--- START OF EXTRACTED MATERIAL ---
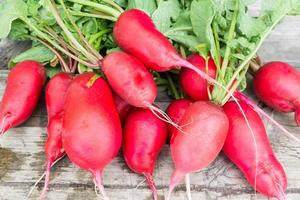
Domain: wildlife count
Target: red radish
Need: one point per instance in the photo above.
(130, 79)
(277, 84)
(194, 85)
(252, 152)
(176, 110)
(204, 129)
(297, 116)
(92, 131)
(154, 49)
(21, 95)
(122, 106)
(55, 100)
(144, 138)
(55, 93)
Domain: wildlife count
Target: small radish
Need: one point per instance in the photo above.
(192, 84)
(55, 93)
(252, 153)
(176, 110)
(56, 90)
(21, 95)
(92, 131)
(130, 79)
(137, 35)
(144, 138)
(277, 84)
(122, 106)
(297, 116)
(204, 129)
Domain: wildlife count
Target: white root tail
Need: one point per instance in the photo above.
(188, 187)
(98, 183)
(216, 83)
(42, 176)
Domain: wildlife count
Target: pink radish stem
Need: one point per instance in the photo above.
(245, 99)
(47, 178)
(98, 183)
(151, 185)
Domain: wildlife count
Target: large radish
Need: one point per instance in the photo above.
(176, 110)
(144, 137)
(204, 130)
(137, 35)
(21, 95)
(55, 93)
(277, 84)
(92, 132)
(194, 85)
(130, 79)
(56, 90)
(251, 151)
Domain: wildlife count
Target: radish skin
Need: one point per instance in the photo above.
(297, 116)
(130, 79)
(205, 127)
(92, 131)
(122, 106)
(176, 110)
(144, 138)
(194, 85)
(277, 84)
(260, 166)
(55, 94)
(154, 49)
(21, 95)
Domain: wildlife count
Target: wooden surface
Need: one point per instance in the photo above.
(22, 156)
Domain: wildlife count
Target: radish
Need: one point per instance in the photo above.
(122, 106)
(21, 95)
(137, 35)
(204, 129)
(176, 110)
(297, 116)
(92, 131)
(55, 99)
(55, 93)
(194, 85)
(252, 153)
(277, 84)
(130, 79)
(144, 138)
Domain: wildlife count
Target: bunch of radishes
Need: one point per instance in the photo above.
(84, 116)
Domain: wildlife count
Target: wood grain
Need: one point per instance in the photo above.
(22, 157)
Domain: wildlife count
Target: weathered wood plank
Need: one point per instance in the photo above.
(22, 157)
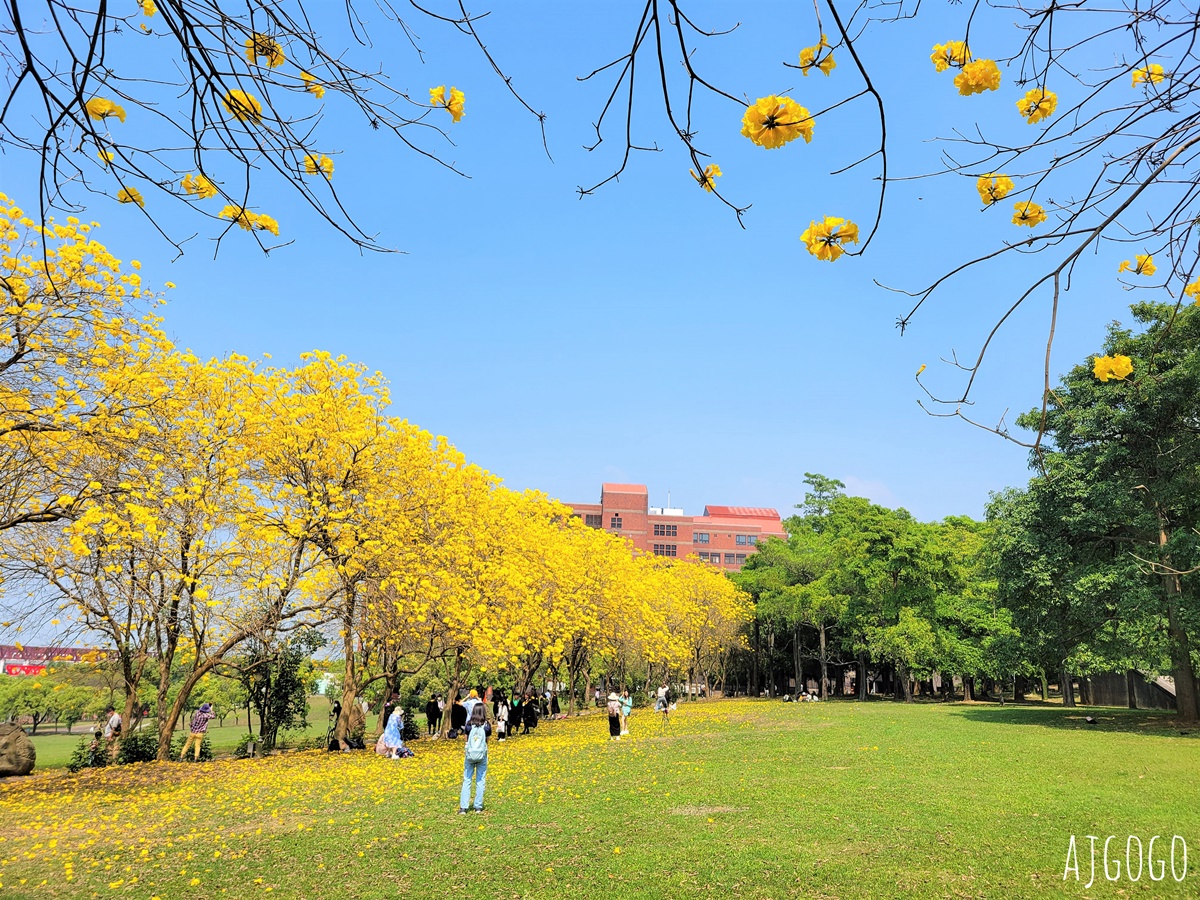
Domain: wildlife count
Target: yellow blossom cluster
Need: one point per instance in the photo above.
(1037, 105)
(1143, 264)
(1149, 75)
(773, 121)
(827, 239)
(819, 57)
(250, 221)
(454, 105)
(993, 187)
(265, 48)
(1113, 367)
(706, 180)
(952, 53)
--- END OF EXTRACTED MATERIAL ---
Pull out every line of the items above that contains the word "Target".

Target: red radish
Target: small radish
Target: white root tail
Target: pink radish stem
Target: large radish
Target: radish skin
Target: wooden surface
Target: radish
Target: bunch of radishes
Target: wood grain
Target: weathered wood plank
Target: yellow blossom cluster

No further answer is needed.